**** Raw records ****

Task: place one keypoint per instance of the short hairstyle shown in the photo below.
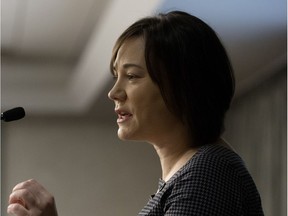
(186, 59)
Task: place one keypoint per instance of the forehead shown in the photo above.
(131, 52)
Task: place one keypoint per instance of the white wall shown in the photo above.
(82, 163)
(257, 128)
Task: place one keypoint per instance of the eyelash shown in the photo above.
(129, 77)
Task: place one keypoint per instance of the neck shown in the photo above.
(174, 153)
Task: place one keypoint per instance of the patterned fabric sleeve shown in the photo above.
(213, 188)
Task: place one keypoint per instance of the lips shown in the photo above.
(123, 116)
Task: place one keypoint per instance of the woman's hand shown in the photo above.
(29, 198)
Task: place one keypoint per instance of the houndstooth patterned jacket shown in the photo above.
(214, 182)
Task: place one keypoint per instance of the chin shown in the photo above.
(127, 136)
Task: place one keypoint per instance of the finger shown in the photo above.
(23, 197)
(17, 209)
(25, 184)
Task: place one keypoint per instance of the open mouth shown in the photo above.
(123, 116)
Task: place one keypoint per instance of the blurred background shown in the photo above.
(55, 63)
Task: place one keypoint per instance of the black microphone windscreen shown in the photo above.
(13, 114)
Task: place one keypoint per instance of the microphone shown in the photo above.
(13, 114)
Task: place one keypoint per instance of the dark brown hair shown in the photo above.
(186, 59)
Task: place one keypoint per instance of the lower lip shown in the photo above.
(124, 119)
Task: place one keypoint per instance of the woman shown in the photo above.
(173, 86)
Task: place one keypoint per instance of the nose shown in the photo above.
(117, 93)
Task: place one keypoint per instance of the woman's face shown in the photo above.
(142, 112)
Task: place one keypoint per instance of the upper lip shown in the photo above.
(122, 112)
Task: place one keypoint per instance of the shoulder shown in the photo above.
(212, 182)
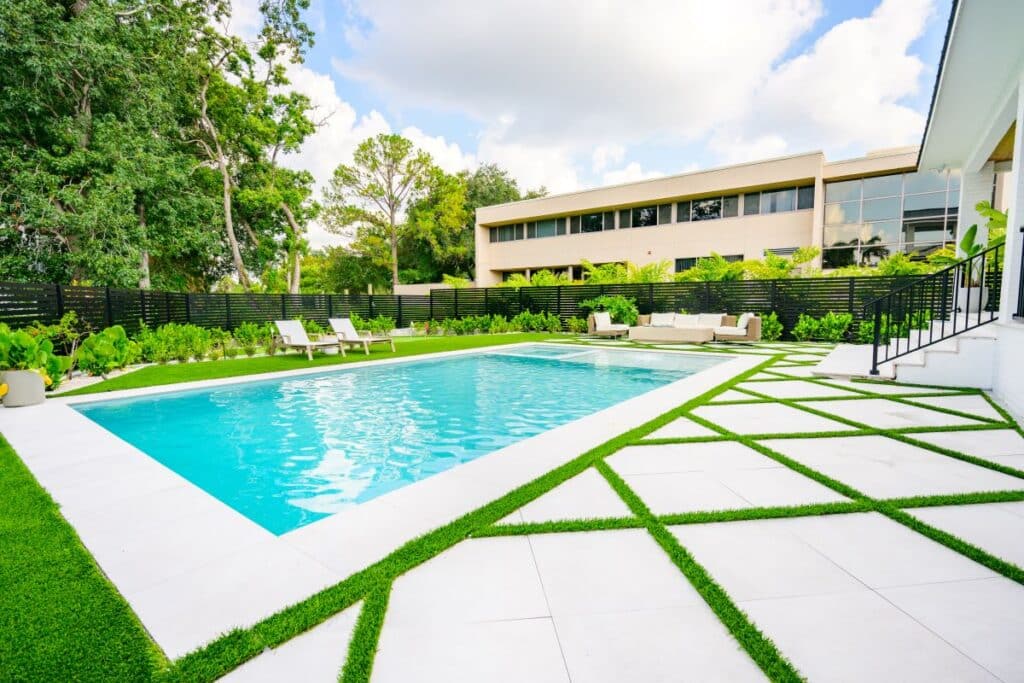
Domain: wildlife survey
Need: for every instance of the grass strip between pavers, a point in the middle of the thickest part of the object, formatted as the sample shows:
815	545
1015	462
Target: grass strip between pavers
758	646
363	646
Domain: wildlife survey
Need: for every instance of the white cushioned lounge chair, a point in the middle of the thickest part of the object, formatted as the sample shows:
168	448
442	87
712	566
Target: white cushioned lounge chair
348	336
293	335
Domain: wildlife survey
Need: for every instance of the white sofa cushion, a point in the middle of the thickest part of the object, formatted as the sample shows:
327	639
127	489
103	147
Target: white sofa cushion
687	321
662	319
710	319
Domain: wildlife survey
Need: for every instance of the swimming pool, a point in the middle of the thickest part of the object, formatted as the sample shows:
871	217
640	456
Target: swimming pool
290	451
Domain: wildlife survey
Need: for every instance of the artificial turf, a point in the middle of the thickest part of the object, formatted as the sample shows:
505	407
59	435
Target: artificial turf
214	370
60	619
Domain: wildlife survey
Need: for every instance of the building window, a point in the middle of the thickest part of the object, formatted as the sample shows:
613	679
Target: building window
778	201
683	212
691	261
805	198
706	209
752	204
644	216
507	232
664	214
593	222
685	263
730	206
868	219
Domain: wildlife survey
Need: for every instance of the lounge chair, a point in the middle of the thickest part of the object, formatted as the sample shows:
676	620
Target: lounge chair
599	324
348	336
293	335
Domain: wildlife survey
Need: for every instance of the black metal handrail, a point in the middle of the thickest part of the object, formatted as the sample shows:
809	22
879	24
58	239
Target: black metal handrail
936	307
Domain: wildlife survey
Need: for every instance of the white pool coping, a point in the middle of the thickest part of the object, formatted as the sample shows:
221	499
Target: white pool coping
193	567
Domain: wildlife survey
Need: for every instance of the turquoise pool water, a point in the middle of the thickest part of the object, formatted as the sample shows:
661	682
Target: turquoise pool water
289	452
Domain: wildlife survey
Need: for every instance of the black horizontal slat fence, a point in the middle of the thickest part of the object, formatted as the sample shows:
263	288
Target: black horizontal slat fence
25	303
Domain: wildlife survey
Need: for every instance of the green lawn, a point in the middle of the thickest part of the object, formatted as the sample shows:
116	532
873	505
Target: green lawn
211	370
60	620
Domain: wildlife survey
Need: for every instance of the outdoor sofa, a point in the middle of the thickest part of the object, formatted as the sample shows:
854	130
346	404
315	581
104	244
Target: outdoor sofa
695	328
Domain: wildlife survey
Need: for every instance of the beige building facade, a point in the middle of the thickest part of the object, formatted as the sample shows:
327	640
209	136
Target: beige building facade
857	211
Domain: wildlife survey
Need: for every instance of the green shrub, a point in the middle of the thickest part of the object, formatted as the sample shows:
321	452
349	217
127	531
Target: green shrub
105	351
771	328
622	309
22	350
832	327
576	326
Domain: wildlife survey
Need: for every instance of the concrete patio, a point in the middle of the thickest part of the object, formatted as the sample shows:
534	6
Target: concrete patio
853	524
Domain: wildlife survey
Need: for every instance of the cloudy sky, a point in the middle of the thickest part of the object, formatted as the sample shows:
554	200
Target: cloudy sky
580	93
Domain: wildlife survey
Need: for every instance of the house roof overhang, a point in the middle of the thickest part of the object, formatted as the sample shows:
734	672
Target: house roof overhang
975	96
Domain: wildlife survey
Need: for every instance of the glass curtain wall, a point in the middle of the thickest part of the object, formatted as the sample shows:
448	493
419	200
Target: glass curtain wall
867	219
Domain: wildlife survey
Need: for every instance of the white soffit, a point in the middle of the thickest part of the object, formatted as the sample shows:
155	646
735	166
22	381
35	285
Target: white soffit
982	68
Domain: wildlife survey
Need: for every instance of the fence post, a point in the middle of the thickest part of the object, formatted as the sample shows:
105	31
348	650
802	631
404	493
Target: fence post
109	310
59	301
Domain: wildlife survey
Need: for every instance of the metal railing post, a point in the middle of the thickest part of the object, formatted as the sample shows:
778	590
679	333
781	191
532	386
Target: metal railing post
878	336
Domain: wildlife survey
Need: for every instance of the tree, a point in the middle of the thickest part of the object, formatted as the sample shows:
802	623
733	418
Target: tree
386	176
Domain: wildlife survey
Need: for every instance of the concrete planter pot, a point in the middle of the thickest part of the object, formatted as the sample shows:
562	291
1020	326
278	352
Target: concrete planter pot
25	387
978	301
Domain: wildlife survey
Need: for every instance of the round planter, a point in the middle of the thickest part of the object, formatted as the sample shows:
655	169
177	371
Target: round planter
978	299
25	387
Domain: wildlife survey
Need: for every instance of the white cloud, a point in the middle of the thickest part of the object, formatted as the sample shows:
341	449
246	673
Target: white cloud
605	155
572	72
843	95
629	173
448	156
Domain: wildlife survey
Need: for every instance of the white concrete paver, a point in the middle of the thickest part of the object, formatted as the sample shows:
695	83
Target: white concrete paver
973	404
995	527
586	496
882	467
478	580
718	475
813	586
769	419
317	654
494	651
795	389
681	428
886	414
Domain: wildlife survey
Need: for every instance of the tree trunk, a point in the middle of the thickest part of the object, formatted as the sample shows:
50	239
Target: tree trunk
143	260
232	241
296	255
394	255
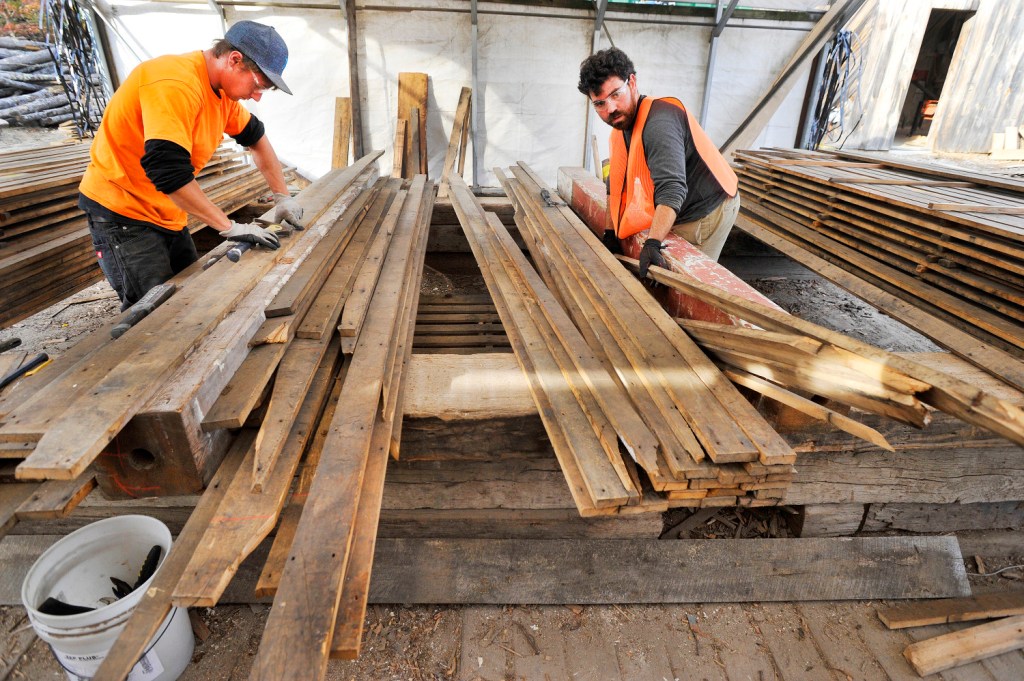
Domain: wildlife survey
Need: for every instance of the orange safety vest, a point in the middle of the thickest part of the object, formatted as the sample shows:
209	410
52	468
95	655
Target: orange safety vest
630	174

****

-- Task instructions --
Leave out the pictures and retype every line above exactly.

-- Written answer --
Task: place one keypoint per instance of the short hairstyle shown in the photo below.
(186, 59)
Task: place one keypoint per instance of the forehead shown in the photo above.
(131, 52)
Task: place one keypoint per instance of the white wall shown in the photo above.
(82, 163)
(257, 128)
Task: place one keypoint per instance of the eyelash shown in the photo above.
(129, 77)
Task: place one keypoint per instance of the neck shown in the photo above.
(174, 153)
Task: place one keypoint per instance of the patterned fabric sleeve shown in the photo above.
(213, 188)
Task: place one keypoint per instance of the lips shown in the photo above.
(123, 116)
Task: place one keypoint per instance of the woman's hand shown in the photo above.
(29, 198)
Task: place one keypoint per instance of the houndstooth patterned jacket shown in the photo above.
(214, 182)
Task: place one keypoint per instance of the chin shown in the photo above.
(127, 136)
Task: place one keypoint per instance of the finger shown in the photo above.
(23, 197)
(17, 209)
(25, 184)
Task: place one keypoint per instance of the open mouth shown in the photo above.
(123, 116)
Task: place one keypoint per instance of the blurred background shown in the photo above.
(55, 63)
Task: place one keypoint per instance of the black microphone windscreen shown in the photo above.
(13, 114)
Task: place one keypoint per instance of the microphone shown in the photo above.
(13, 114)
Task: place one keypoint per instance of the dark brown hair shown in the photo above.
(186, 59)
Task: place one keypoint per instance of the lower lip shown in the photo above.
(124, 119)
Task: place one keypoint per instance of the woman shown in the photo above.
(173, 86)
Task: place one keypoint per instance of the nose shown in the photo above.
(117, 93)
Task: place one keypoint per instance of the woman's face shown in the photo above.
(142, 112)
Task: place one keypoint per instance of the upper lip shown in the photo above.
(122, 112)
Task: place one keypoint per instance of the shoulder shown in the photo above.
(212, 182)
Domain: wildlife survey
Need: for every instance of the grass strip between pavers, a point in the middle of the thickest part of the object, formatted as the sample shows:
815	545
1015	462
Target: grass strip between pavers
758	646
363	646
Domain: wildlife survey
Need: for every instance of the white cushioned lounge chair, a point in the middle of the thickest part of the object, formatted as the sample shows:
168	448
442	87
712	566
Target: white cushioned lounge chair
348	336
293	335
Domain: wildlife survey
Need: for every instance of the white sofa cushion, a point in the middle of the thickest part of the object, formatted as the sample shows:
327	639
127	489
103	147
Target: white sofa cushion
687	321
662	319
710	319
Domain: wildlife survey
Need: for every instance of the swimming pool, a point in the middle of the thickest part of the object, formatted as the sample shows:
871	217
640	456
Target: swimming pool
290	451
Domain: wildlife survey
Need: for every instance of the artificial turf, a point in the middle of the thickest part of the object, formatted as the sample shows:
505	407
59	435
Target: artificial turf
214	370
60	619
Domain: wildlife survey
Need: for every instance of the building window, a point in the middle of the thickest part of the object, formatted as the sample shows:
613	679
Target: building window
778	201
683	212
691	261
805	198
706	209
752	204
644	216
507	232
664	214
593	222
685	263
730	206
868	219
Domain: wildlife survey
Need: for every instance of the lounge chair, a point in the middle of the thickest part of the object, formatted as the sample shows:
676	620
Target: lounge chair
599	324
348	336
293	335
Domain: wildlife survey
Need: for every instance of the black metal handrail, a point in the middle of the thickest part of the object, formatted as the sample shows:
809	22
879	24
58	239
Target: black metal handrail
936	307
Domain: wildlife survey
Need: for every instance of the white pool coping, a point in the middle of the thickest part of the object, formatted as the sample shows:
221	499
Target: white pool coping
193	567
Domain: wildlife survey
Need: for every instance of the turquoise pool water, a point in the middle of the thickest part of the object, formatted as the sample shows:
661	682
Target: turquoise pool water
289	452
Domain: wildlife survey
Need: for every instance of the black horizontal slat fence, a point in the middle of the thickest part of the object, formatted as the sample shows:
263	288
Target: black horizontal slat fence
25	303
Domain: wildlife survey
Need: for every instance of the green lawn, a point in the middle of the thickest part of the object, formatted as the sample shows:
116	532
873	505
Target: green lawn
211	370
60	620
Domain: wildlife survey
Need: for every instance of the outdoor sofa, a point in the middle of the thickest part of the object, formatted as the sample shows:
854	130
346	404
315	581
104	244
Target: outdoor sofa
695	328
Domain: wildlife survey
Need: for every instance of the beige building facade, a point in the middle of the thickest part of the object, formatted as the sample shows:
327	640
209	136
Target: beige building facade
857	211
Domain: wildlife survey
Need: for every instance of the green shrub, a point in the middle of the thickest part of the object, formatted as the sample shows:
321	452
349	217
127	531
Target: green shrub
105	351
771	328
622	309
22	350
832	327
576	326
Domain: wildlife survey
Need: for every instance of the concrete patio, a point in the middle of the thickest part of the object, formatted as the sample shows:
534	6
Target: concrete patio
853	524
Domain: wildlife survey
Need: for every instance of the cloudy sky, a point in the middle of the thickest part of the object, formatted as the sample shows:
554	200
Target: cloudy sky
580	93
Domain: wildlife survey
Need: for every instance of the house roof overhang, a point in the middle of the thickest part of the object, formatted as the sample shows:
734	672
Target: house roof overhang
975	96
Domain: wildlife survey
Need: for every instance of the glass curtain wall, a point in the middle of the thickest part of the object, formatted as the sample shows:
448	493
419	200
Target: glass curtain wall
867	219
Domain: wildlife survey
Need: for every instance of the white soffit, a point in the middle of the thickest part of the object, formatted as the sample shows:
155	646
735	166
22	381
35	285
Target: white soffit
982	68
Domain: wildlife survey
Need: for every instance of the fence post, a point in the middle of the thickest part of the object, formatted as the sample shows:
105	31
348	650
802	631
404	493
Target: fence post
109	310
59	301
Domain: wildlife survey
Need: for every instance of the metal railing post, a point in the middle of the thickest part of the object, formatted as the sample shows:
778	590
679	333
781	191
532	386
Target: metal railing post
878	336
Domain: wildlife survey
Need: for every instance of the tree, a point in the middle of the thickest part of the object, formatted as the sample shows:
802	623
733	418
Target: tree
386	176
Domain: wildlife survey
Need: for every instance of the concrete planter pot, a point in the middle of the thickest part of the object, formatted as the sample shows:
562	291
1020	326
278	352
Target: concrete planter pot
25	387
978	301
Domain: wildlife survey
Need: for every instance of the round planter, a point in the middle of the thickest part of the object, formatted as the sample shows:
655	169
177	371
Target: round planter
978	299
25	387
Domain: wildlife survey
Need: for every instance of the white cloud, a point in the middle of the thickest part of the object, formatted as the sample shows:
341	449
246	673
Target: white cloud
605	155
572	72
843	95
629	173
448	156
Domain: wildlife survey
Need: for every instance of the white concrete paver, a point in the middle of the thickest part of the object, formatted as the sample shows:
695	83
Target: white concrete paver
973	404
995	527
586	496
882	467
478	580
718	475
813	586
769	419
317	654
494	651
795	389
681	428
886	414
Domain: wildlife survey
Need: for every instance of the tree trunk, a point in the middle of the thickest part of the object, formatted as the sample shows:
50	239
Target: tree trunk
143	260
232	241
296	255
394	255
Domain: wildlife survey
Need: for every instance of the orange safety vest, a point in the middle of the thickest part of the object, formatted as the sample shows:
209	410
52	468
95	655
Target: orange safety vest
630	174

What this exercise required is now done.